Extracted records

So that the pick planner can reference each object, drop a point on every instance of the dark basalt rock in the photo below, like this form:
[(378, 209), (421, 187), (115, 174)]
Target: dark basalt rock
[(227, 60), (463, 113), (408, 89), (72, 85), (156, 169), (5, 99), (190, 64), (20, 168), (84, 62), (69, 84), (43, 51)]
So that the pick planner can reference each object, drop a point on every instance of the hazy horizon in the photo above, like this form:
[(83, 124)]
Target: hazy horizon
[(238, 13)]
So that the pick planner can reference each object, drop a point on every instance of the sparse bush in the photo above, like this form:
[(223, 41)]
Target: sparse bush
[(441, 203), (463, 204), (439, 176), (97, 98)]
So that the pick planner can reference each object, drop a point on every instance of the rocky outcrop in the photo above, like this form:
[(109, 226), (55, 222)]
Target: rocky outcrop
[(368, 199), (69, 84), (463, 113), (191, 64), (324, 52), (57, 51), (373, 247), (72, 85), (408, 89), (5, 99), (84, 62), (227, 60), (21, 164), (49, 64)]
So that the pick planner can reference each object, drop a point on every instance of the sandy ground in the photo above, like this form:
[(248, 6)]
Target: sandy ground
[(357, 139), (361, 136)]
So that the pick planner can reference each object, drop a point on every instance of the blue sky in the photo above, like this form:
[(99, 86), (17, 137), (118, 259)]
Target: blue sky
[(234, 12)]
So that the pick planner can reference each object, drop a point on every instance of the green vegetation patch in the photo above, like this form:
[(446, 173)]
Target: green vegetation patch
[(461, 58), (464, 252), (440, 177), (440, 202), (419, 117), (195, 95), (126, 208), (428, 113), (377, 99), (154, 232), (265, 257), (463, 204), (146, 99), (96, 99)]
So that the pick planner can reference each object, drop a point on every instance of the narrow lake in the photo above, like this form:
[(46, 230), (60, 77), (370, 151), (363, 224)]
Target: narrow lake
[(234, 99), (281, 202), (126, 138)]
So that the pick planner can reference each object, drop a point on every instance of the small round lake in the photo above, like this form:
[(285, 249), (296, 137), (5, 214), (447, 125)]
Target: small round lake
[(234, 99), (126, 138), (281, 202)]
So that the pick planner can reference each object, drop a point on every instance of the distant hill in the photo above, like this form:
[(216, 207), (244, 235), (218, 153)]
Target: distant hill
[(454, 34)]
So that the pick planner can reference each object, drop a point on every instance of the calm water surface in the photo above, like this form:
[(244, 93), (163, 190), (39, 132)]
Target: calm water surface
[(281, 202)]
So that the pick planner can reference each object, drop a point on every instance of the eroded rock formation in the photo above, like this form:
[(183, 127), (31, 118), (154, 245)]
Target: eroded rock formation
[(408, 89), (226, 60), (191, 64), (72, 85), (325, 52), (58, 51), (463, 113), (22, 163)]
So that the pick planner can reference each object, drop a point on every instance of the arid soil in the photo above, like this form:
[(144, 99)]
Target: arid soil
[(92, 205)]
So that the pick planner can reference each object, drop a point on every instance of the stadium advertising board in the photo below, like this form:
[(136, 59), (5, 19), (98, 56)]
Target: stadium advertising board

#### What is expected
Please copy the rows from the line containing "of the narrow" through the last row, swapping "pick planner" for "grasp planner" throughout and changing nothing else.

#### Task solution
So that the grasp planner can reference each object, drop a point on every instance of the narrow lake in the photo above, like this form:
[(46, 230), (60, 77), (370, 151), (363, 224)]
Target: narrow lake
[(234, 99), (281, 202), (126, 138)]
So that the grasp planner can reference each object, drop a point on every instance of the small round lake in the photo above, like this form:
[(285, 249), (296, 137), (5, 214), (447, 125)]
Target: small round lake
[(234, 99), (126, 138), (281, 202)]
So that the grasp planner can reference each object, drop a point on every instance of the distant hill in the photo above, like this form:
[(216, 207), (244, 235), (218, 153)]
Target: distant hill
[(454, 34)]
So that the grasp planner can reference each object, drop a point on every instance of the calm water surface in the photo above, like this form:
[(244, 93), (163, 190), (39, 132)]
Target: calm water surface
[(281, 202)]
So that the grasp planner can reference each object, drop a point on every instance of the eroded rock formation in the photo above, like this form:
[(183, 127), (31, 118), (154, 245)]
Target: eroded rock formation
[(408, 89), (226, 60), (191, 64), (72, 85), (325, 52), (58, 51), (463, 113), (22, 163)]
So that the grasp planner can reference each object, drop a point on every instance of the arid soil in the photo above, like this form:
[(144, 99)]
Target: arid soil
[(92, 205)]
So that the grasp planner can reference each object, drop a point on every instance of the stadium advertising board in the photo below, like this form:
[(136, 59), (5, 19), (98, 56)]
Target: stadium advertising board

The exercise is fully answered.